Despite extensive research on post-processing techniques, little is known about pre-processing techniques such as a direct route for the simultaneous production and alignment of CNT fibers. Among the various synthesis methods of CNTs20,21,22,23, floating-catalyst chemical vapor deposition (FCCVD) enables the continuous and scalable production of a CNT aerogel (also referred to as an elastic smoke of CNTs)10,24. To control the growth direction of CNTs, fluidics-based engineering plays an important role, such as in the growth of a straight CNT under laminar flow with a low Reynolds number and the growth of a wavy CNT under turbulent flow with a high Reynolds number25,26. However the flow-directed growth of CNTs, known as the “kite-mechanism”, has been achieved using a flat surface with immobilized catalytic nanoparticles, maintaining large inter-tube distances to prevent entanglement through van der Waals attraction27. Accordingly, a key challenge is to achieve flow-directed growth and alignment of CNTs simultaneously, in conjunction with use of the FCCVD method by controlling the fluid properties of the reaction gases.

Here we report an FCCVD method for the one-step fabrication of aligned CNT bundles using a gas rectifier (so-called honeycomb ceramic filters), which possesses one-dimensional straight channels for regulating the Reynolds number of a gaseous medium containing a growing CNT aerogel. In addition to the gas rectification effect, we found that a sterically constrained space inside the channel induced accelerated laminar flow with strong shear stress near the channel walls, resulting in the spontaneous condensation of floating CNTs along the direction of gas flow. Although inter-bundle voids remain in the as-grown sample, the CNT bundles can be densified into the fibers with improved alignment by further wet-stretching process using chlorosulfonic acid (CSA), which is a good solvent for the dispersion of CNTs without the aid of dispersants14.

* _Data_:
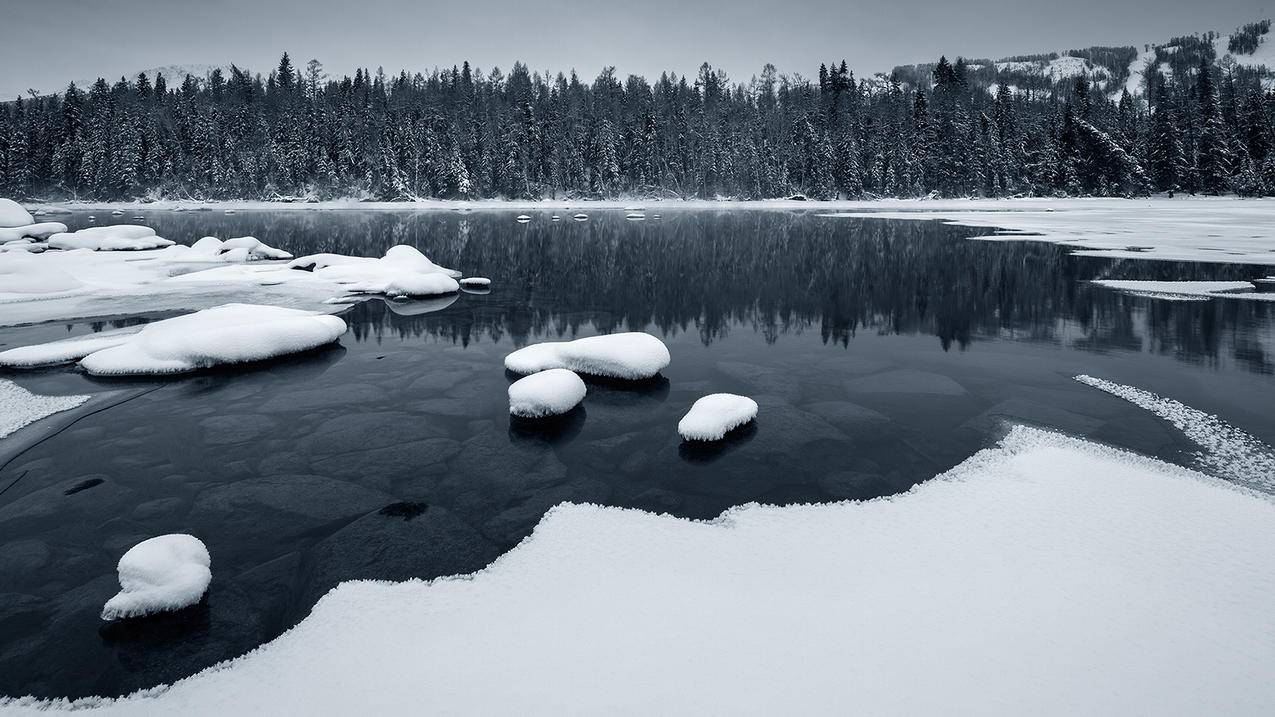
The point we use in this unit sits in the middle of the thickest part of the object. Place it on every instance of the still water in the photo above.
(881, 352)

* _Tasks for this exercise_:
a) Using the CNT fiber passage, answer each question:
(i) What does FCCVD stand for?
(ii) By what name is the flow-directed growth of CNTs known?
(iii) Which solvent is used in the wet-stretching process?
b) Proceed with the CNT fiber passage, picking up after its final sentence.

* _Answers per task_:
a)
(i) Floating-catalyst chemical vapor deposition
(ii) The "kite-mechanism"
(iii) Chlorosulfonic acid (CSA)

b)
Materials and methods

Aligned CNT bundles were fabricated using a laboratory-designed horizontal gas-flow reactor consisting of an alumina tube (inner diameter: 42 mm, length: 1600 mm) with a gas rectifier made of alumina (square-shaped pore, pore size: 1.6 mm × 1.6 mm, cell density: 100 cpsi). The gas rectifier was set at the reactor exit. The detailed setup and experimental conditions of the reactor are shown in Supplementary Fig. S1. We used Ar (99.9999%) as the purging gas, H2 (99.99999%) as the carrier gas, and C2H4 (99.9%) as a carbon source. The reactor was heated to synthesis temperature at 1473–1673 K under Ar gas flow (2 L min−1). H2 was then injected (1.3 L min−1) and Ar gas flow was stopped. Subsequently, H2 (10 L min−1), C2H4 (50 mL min−1), and a precursor solution were injected through a spray nozzle. The precursor solution was prepared by dissolving 4 wt% ferrocene (purity: 98%, Sigma-Aldrich) as the catalytic source and 2 wt% thiophene (purity: 97.0%, FUJIFILM Wako Pure Chemical Corporation) as the promoter, in toluene (purity 99.5%, FUJIFILM Wako Pure Chemical Corporation). Both C2H4 and toluene act as the hybrid carbon source21. During the synthesis process, the precursor solution was injected at a flow rate of 100 μL min−1. In the FCCVD process using the hybrid carbon source, the atomic ratios of Fe:C, S:C, and Fe:S were 0.0017, 0.0019, and 0.90, respectively (Supplementary Table S1). The as-grown CNT bundles synthesized at 1673 K were used in subsequent experiments unless otherwise specified. We also produced CNTs at the same synthesis temperature and flow rates without using the gas rectifier for comparison. To visualize the growth process of CNTs, a transparent quartz tube (inner diameter: 46 mm, length: 1600 mm) was used at a synthesis temperature of 1473 K.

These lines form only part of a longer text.